▶ [Exercise]: For each line of the data below that holds "light", copy the line.

[Extracted data entries]
..............................
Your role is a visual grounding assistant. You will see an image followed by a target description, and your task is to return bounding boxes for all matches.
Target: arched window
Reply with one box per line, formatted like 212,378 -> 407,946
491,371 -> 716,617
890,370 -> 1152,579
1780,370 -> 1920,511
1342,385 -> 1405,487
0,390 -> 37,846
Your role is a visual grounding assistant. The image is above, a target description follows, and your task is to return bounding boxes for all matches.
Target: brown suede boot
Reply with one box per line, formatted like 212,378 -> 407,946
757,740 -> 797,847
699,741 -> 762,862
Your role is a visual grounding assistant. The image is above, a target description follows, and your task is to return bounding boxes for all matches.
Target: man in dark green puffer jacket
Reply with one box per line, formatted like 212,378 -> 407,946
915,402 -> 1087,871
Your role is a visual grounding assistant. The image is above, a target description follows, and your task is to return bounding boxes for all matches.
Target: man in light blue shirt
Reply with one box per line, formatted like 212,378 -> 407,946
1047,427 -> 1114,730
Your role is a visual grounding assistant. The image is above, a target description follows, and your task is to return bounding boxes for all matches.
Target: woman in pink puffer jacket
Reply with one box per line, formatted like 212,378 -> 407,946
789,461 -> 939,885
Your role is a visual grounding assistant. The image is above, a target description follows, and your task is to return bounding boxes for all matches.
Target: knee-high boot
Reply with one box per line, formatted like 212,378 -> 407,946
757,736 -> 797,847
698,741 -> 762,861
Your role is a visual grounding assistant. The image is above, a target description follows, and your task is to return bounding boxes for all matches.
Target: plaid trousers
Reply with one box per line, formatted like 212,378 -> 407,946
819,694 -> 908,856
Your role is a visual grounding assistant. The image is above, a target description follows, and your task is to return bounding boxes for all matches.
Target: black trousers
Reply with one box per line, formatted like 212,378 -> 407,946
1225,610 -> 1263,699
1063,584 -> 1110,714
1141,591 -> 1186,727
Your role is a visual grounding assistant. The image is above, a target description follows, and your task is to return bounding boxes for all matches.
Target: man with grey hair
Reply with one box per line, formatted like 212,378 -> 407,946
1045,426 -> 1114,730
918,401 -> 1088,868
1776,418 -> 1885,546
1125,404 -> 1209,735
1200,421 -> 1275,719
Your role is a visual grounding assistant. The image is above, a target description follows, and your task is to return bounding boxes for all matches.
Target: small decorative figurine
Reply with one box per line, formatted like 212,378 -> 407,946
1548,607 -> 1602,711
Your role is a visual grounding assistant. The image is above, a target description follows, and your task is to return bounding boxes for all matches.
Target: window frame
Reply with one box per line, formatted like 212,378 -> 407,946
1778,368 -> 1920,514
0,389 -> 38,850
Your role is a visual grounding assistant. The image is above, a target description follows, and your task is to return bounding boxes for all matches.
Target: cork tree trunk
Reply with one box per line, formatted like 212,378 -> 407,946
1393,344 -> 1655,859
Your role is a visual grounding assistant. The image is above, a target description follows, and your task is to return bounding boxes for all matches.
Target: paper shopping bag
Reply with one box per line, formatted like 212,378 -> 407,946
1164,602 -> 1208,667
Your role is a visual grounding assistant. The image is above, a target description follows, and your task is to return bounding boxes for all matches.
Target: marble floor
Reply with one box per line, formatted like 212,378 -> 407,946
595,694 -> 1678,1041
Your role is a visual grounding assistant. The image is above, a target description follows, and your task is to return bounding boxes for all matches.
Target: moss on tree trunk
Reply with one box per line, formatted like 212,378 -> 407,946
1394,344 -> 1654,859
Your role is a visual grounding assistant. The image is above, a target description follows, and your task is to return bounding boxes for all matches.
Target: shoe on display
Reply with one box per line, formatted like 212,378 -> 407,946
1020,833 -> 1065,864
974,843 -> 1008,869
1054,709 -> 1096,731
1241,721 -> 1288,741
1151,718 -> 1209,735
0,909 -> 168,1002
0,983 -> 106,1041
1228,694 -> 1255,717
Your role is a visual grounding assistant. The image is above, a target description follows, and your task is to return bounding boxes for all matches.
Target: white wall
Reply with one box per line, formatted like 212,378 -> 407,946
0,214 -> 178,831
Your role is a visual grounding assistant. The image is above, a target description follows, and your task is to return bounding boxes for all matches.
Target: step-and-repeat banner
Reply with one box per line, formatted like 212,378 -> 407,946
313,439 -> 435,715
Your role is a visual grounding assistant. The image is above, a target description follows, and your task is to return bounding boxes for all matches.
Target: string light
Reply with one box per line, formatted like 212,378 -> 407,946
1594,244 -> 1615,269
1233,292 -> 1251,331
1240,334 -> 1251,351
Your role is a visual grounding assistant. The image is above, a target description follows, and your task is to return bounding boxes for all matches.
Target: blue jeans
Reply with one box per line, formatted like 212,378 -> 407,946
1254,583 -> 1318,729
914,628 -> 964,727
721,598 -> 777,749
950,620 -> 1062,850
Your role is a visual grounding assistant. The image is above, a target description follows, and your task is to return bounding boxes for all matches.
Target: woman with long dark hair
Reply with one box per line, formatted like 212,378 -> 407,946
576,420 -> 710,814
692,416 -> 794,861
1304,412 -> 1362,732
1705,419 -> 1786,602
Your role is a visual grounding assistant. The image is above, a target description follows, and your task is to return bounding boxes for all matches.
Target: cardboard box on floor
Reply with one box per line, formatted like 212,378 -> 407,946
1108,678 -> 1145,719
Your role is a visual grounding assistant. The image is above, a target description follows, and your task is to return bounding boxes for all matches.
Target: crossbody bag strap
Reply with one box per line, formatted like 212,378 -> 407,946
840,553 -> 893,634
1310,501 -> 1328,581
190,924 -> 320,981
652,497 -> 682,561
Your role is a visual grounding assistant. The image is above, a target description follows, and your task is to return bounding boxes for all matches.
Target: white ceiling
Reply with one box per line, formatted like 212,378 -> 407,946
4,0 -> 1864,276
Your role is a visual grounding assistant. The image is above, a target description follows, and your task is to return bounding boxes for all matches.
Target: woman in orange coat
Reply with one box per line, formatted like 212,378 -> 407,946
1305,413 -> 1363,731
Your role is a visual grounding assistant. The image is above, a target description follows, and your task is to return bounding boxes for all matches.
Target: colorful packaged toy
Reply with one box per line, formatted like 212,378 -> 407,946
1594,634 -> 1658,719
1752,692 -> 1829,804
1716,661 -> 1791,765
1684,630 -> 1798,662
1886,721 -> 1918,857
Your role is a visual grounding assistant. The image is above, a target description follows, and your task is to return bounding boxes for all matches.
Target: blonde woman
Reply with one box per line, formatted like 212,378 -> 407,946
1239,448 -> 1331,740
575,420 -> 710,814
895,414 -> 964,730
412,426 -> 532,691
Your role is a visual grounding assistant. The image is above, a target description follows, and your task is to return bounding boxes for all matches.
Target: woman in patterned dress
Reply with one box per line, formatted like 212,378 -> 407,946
..............................
▶ [Task answer]:
Target: man in light blue shirt
Target: string light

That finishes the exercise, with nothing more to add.